_AIM:_
Count the lines in the records below that contain the string "rock", treating uppercase and lowercase as different, and give only the number.

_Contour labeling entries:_
---

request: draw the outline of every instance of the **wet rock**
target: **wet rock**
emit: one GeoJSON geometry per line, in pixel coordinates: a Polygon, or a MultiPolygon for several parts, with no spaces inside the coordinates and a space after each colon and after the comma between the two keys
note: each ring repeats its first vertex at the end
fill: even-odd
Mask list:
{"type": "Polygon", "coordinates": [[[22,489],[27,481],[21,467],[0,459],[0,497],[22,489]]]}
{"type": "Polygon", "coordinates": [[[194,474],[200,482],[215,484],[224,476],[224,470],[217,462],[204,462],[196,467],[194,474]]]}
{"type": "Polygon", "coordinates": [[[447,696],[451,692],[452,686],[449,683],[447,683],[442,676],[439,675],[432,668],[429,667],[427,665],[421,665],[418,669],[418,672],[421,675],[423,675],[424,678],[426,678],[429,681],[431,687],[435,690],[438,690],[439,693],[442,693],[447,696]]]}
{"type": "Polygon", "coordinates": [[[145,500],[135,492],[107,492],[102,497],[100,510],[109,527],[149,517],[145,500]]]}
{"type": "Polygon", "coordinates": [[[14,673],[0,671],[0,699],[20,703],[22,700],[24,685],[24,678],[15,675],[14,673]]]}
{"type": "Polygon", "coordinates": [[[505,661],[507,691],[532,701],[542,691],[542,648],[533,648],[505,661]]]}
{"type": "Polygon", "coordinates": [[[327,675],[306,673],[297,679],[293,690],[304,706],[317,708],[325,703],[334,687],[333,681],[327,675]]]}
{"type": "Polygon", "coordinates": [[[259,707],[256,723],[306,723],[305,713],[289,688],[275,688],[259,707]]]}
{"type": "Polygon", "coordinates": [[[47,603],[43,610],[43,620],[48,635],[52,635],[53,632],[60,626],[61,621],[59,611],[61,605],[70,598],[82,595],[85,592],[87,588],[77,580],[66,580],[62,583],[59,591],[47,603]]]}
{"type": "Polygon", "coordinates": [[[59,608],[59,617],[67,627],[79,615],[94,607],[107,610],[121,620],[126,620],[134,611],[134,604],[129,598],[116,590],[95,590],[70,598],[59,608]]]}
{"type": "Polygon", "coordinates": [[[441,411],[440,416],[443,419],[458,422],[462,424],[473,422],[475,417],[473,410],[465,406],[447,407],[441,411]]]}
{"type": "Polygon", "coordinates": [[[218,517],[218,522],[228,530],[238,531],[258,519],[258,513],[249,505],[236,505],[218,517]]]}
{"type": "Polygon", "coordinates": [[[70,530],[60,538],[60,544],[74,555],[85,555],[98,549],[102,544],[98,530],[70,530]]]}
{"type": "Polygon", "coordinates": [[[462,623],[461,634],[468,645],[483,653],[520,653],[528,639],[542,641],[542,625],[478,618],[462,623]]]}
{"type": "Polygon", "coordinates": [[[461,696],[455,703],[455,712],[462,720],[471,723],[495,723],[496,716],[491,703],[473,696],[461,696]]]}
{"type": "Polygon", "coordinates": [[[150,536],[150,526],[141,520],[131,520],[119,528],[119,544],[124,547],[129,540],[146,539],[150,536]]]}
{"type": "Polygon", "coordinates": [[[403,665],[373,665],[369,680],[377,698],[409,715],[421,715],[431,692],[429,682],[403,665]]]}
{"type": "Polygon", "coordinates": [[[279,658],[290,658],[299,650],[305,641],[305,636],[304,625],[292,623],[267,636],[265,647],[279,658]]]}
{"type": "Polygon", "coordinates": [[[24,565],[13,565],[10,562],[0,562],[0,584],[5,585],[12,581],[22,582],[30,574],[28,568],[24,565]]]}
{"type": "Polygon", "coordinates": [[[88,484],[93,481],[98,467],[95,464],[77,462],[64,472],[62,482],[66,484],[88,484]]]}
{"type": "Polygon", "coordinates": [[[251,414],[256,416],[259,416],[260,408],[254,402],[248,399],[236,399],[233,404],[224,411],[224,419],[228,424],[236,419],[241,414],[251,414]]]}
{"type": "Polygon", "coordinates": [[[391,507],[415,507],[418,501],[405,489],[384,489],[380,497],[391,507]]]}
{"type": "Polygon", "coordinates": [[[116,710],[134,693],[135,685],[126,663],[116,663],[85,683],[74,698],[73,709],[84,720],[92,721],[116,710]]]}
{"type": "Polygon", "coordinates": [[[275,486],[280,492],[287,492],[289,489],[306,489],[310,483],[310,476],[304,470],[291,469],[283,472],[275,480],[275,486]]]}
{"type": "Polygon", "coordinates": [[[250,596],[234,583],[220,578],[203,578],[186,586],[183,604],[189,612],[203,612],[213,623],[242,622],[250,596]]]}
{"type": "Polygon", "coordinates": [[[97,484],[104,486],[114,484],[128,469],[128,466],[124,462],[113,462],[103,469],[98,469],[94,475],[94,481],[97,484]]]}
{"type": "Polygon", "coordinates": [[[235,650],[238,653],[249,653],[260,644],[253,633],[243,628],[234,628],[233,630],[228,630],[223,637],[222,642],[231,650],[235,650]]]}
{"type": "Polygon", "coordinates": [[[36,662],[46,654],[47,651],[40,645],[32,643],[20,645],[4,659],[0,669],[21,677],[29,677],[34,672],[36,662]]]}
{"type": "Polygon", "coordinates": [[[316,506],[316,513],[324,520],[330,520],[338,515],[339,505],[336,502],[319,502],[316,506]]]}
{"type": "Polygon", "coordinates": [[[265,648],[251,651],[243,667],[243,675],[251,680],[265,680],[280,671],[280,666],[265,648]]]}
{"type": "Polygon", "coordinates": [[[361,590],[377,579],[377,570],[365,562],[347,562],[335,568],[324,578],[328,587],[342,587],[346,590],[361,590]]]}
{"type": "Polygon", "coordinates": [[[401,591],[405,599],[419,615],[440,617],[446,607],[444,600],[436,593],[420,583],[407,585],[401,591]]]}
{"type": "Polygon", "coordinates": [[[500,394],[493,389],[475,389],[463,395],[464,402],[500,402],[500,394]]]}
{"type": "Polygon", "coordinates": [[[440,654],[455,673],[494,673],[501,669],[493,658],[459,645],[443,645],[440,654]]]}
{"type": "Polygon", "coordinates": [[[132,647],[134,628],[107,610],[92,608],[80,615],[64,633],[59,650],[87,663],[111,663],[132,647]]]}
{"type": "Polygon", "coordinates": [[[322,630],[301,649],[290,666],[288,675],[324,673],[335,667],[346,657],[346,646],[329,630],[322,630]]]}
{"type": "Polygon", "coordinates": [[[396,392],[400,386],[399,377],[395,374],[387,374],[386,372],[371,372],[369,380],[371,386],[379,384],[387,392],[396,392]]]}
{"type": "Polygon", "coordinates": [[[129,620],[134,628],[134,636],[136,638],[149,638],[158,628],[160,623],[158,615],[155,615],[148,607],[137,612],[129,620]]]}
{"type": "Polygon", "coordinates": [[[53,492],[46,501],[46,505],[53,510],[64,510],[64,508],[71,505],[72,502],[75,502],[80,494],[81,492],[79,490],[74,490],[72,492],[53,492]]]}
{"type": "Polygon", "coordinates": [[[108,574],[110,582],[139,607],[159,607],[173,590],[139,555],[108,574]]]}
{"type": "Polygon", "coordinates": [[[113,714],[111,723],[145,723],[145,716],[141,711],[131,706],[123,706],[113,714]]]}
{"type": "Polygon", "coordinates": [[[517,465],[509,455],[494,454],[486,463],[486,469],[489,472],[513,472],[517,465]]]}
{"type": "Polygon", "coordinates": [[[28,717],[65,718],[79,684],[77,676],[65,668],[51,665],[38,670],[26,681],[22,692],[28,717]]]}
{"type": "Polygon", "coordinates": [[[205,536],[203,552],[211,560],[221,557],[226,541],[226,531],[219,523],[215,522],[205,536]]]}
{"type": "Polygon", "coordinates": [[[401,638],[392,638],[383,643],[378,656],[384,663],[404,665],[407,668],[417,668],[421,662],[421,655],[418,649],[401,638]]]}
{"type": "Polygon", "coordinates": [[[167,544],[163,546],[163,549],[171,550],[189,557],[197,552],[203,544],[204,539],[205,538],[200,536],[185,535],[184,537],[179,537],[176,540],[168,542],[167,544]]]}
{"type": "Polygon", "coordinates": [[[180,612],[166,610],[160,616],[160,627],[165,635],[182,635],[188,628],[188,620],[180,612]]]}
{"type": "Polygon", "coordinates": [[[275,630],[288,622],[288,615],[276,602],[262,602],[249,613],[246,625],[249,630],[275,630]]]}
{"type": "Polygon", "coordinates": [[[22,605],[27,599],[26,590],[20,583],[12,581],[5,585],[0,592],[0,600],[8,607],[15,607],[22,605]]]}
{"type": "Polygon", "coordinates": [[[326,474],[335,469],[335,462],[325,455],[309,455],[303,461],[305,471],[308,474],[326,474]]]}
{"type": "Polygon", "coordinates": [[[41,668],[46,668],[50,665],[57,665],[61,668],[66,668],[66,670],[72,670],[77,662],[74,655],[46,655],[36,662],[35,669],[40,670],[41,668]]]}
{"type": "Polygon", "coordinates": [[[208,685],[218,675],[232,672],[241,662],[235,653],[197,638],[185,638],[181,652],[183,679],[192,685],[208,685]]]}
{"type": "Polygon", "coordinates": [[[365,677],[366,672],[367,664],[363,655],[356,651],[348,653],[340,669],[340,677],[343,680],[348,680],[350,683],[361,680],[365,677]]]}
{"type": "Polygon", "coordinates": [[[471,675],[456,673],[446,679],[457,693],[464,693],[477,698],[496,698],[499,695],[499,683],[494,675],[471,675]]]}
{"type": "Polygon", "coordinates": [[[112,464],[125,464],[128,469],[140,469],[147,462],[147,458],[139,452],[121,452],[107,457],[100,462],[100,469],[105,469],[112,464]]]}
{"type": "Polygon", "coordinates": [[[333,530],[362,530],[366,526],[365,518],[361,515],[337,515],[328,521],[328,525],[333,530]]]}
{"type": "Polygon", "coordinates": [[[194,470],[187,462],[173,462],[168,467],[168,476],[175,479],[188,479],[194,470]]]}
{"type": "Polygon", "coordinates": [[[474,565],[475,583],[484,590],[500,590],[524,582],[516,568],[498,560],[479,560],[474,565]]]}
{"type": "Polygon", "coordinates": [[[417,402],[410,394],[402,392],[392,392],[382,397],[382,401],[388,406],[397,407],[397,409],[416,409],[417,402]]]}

---

_IN RESPONSE:_
2